• TASKS:
1. Copy word for word the passage of the YobiYoba API page from "¹GET and PUT" up to and including "after each request.".
2. According to the YobiYoba API page, which three submission modes does the STT service currently offer?

• EXCERPT PROVIDED:
BEGIN

YobiYoba

REST API

YobiYoba web service API - Basic Methods

The YobiYoba web service API allows authorized clients to upload an audio file and get back an XML document in return. The following table lists the elements of the HTTP request and the response for a basic speech-to-text conversion.

URI	`https://member.yobiyoba.com:8095/api`
HTTP method	POST¹
Query arguments	`method=`	bs_trans, cts_trans, xs_trans, ...
	`model=`	eng, fre, ...
	`audiofile=`	audio-filename
Request body	an audio file² or a MIME multi-part message³
Response	200 OK	XML document⁴
Response	HTTP status	XML error message⁴

¹GET and PUT HTTP methods are also accepted.
²Supported audio formats: AAC/M4A, ADTS-AAC, AC3, AIFC, AIFF, AMR, ASF/WMA, FLAC, MPEG2/3, MPEG-TS, MS-GSM, MS-PCM8/16/24/32-MPEG3, NIST/shortpack/shorten, Ogg/Vorbis/Opus, Sun AU, WEBM.
³Including an audio file and optionally some text files and some query options.
⁴The YobiYoba DTD can be found here schema.dtd.

Notes:

The server closes the connection after each request.
It is recommended to not go through proxies or firewalls to connect to the YobiYoba server.

The YobiYoba STT service currently offers 3 submission modes: the file mode, the streaming mode, and the real-time mode. This documentation describes the file mode. In this mode the client host submits a request including an audio file and the service answers with the XML result once the file has been entirely treated (one HTTP request per file). The streaming and real-time modes are described here

In the default blocking mode the application client sends a request to the server and waits for the server's response. The client must keep waiting (indefinitely) until the full response is received. Multithreaded clients can submit multiple requests at the same time. A non-blocking mode is also supported but the default blocking mode offer several advantages: it is easier to implement on the client side, it minimizes the operation latency, it minimizes the server load, and it allows the client to abort the operation by closing the connection, thereby avoiding loading the server with operations for which the result is no longer needed.

END

• GIVEN INFORMATION:
BEGIN

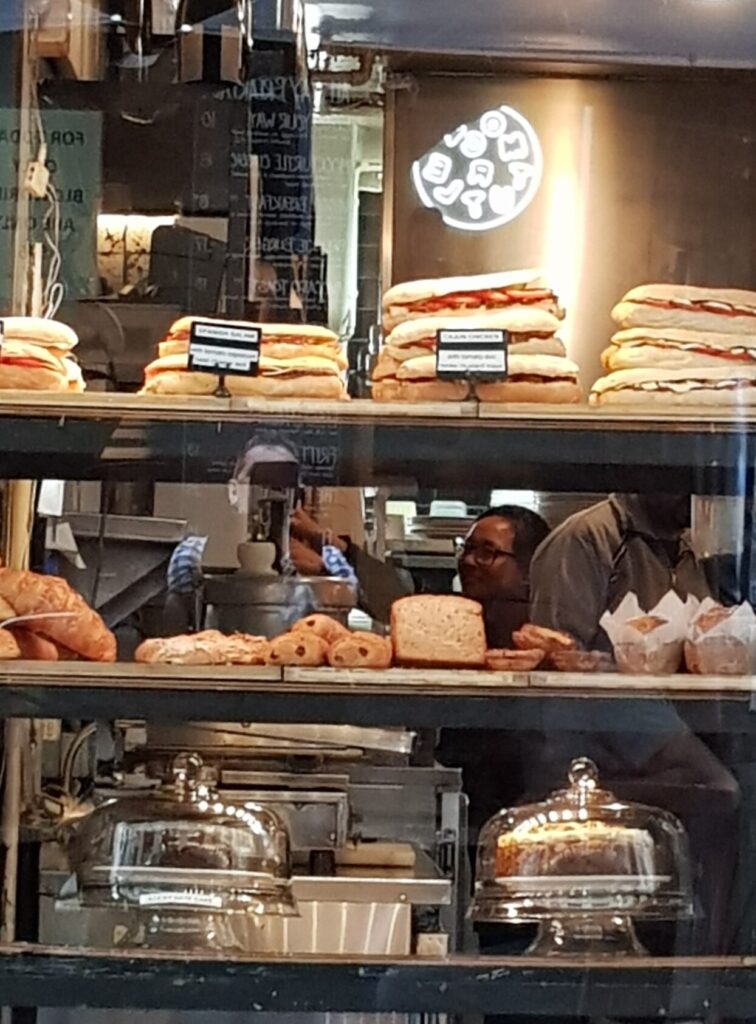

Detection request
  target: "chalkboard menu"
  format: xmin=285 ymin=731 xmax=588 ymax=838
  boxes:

END

• SOLUTIONS TO THE TASKS:
1.
¹GET and PUT HTTP methods are also accepted.
²Supported audio formats: AAC/M4A, ADTS-AAC, AC3, AIFC, AIFF, AMR, ASF/WMA, FLAC, MPEG2/3, MPEG-TS, MS-GSM, MS-PCM8/16/24/32-MPEG3, NIST/shortpack/shorten, Ogg/Vorbis/Opus, Sun AU, WEBM.
³Including an audio file and optionally some text files and some query options.
⁴The YobiYoba DTD can be found here schema.dtd.

Notes:

The server closes the connection after each request.

2. The file mode, the streaming mode, and the real-time mode.